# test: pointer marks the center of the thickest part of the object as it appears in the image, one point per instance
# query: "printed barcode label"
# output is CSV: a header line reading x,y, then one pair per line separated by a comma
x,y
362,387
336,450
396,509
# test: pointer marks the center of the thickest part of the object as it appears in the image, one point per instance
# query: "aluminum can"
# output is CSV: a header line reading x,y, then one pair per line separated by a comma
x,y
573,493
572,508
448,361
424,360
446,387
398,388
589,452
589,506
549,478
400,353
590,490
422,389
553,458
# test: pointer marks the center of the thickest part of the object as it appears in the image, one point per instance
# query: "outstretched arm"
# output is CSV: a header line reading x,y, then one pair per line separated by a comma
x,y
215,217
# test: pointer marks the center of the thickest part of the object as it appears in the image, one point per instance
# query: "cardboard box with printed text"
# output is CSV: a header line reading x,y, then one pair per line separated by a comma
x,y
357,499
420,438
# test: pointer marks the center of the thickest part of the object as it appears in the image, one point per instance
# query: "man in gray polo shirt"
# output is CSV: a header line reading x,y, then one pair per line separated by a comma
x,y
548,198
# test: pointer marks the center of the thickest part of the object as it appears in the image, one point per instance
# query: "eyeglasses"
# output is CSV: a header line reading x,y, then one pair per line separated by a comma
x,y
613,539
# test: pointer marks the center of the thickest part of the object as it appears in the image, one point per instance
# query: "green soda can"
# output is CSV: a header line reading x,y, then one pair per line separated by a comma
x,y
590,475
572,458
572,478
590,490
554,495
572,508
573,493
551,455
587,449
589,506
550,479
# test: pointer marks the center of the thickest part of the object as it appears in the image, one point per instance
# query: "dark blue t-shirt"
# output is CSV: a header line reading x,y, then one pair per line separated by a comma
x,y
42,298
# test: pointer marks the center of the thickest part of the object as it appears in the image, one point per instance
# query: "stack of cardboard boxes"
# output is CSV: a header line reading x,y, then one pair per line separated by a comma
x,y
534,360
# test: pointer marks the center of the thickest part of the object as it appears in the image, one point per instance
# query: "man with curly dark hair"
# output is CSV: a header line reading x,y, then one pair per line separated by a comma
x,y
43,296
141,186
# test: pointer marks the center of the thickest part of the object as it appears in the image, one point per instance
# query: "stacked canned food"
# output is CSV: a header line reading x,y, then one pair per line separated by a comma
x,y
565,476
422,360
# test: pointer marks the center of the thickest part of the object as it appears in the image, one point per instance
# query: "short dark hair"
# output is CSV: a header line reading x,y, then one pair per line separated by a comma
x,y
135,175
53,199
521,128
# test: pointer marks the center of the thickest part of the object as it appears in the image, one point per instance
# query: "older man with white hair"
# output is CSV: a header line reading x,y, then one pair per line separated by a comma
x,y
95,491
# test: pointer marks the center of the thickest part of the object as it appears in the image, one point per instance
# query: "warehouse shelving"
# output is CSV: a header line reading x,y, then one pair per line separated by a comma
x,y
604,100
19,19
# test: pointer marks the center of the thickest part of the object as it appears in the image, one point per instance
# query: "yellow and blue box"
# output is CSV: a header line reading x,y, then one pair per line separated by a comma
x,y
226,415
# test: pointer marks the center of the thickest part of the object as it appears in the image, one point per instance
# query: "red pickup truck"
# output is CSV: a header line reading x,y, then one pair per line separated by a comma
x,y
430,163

▶ **TO DO**
Transcribe all entries exactly as they are given.

▶ **EXERCISE RESPONSE**
# test: pointer marks the center of the thickest part of the object as it appears in the image, one point per instance
# query: "printed barcode label"
# output is CSV: a header line reading x,y, then one pair per line separated by a comma
x,y
362,387
336,450
396,509
# test: pointer marks the center of the thickest part of the object as it appears in the image, one point per instance
# query: "aluminum can"
# output is CSV: a header line reading x,y, then one pair per line separated by a comma
x,y
573,493
572,508
448,361
424,360
446,387
398,388
589,452
589,506
549,478
400,353
590,490
422,389
553,458
# test: pointer marks the center of the thickest part of the object as it appears in the image, one point per instance
# query: "outstretched arm"
# output is CSV: a header line reading x,y, then one pair per line separated by a comma
x,y
215,217
# test: pointer marks the center of the thickest part of the object as it appears in the image, one point per instance
# query: "cardboard box with printed text"
# output is CSV: a header line reading x,y, then one pair per line separated by a comma
x,y
357,499
420,438
# test: pointer marks the center of the thickest part of the object as it appears in the image, one point per instance
# query: "man in gray polo shirt"
# output is CSV: a header line reading x,y, then one pair per line separated by a comma
x,y
548,198
# test: pointer marks the center of the thickest part of the object as it appears in the image, one point per instance
# query: "eyeglasses"
# output is CSV: a header line reading x,y, then one pair per line separated by a comma
x,y
613,539
# test: pointer marks the center of the thickest part of the object as it appears in the image, one point per instance
# query: "green soda can"
# output is CSV: a header line reading x,y, then one pair per line separated by a comma
x,y
590,475
572,458
572,478
590,490
554,495
572,508
573,493
551,455
587,449
589,506
550,479
# test: pointer marks the center of the thickest part of the object as it appears in the image, one point per instance
# query: "dark blue t-shirt"
# output is CSV: a header line reading x,y, then one pair per line separated by a comma
x,y
42,298
# test: pointer marks the center of the thickest part of the object as it appears in the image, one point per instance
# query: "stack of cardboard boxes"
# output is CSV: a header line reading x,y, then one pair per line separated by a comma
x,y
534,360
# test: pointer marks the center of the thickest part of the object as it appears in the image, one point per instance
# query: "man with curly dark hair"
# output is CSV: a header line reading x,y, then one pair per line separated by a comma
x,y
43,296
141,186
# test: pointer marks the center of the thickest part of the object as it appears in the image, one point per instance
# query: "stacked canned food"
# output is CSV: a header line reading x,y, then one pair per line separated by a comma
x,y
565,476
422,360
# test: pointer marks the center of the thickest part of the object as it appears in the image, one point per instance
# query: "short dark hair"
# output is CSV: a header line reading x,y, then one pair per line separated by a comma
x,y
135,175
53,199
521,128
# test: pointer marks the center of the thickest part of the object as it appears in the image, one point per instance
# query: "older man with white hair"
# output is CSV: a header line reading x,y, then one pair per line separated by a comma
x,y
95,491
# test: pointer marks the center of the thickest part of the object as it appears in the image, one point per instance
# query: "warehouse shelving"
# output is CSV: a header line reading x,y, then one pair per line separated by a comma
x,y
604,100
19,19
# test: pointer marks the center of the thickest part of the object as it appears in the image, one point per instance
# query: "yellow and blue box"
# output is CSV: a header line reading x,y, then one pair per line separated by a comma
x,y
226,415
# test: pointer marks the center of the thickest part of the object as it appears in the image, one point per instance
# query: "red pickup truck"
# output is CSV: a header line reading x,y, then one pair per line separated by a comma
x,y
430,163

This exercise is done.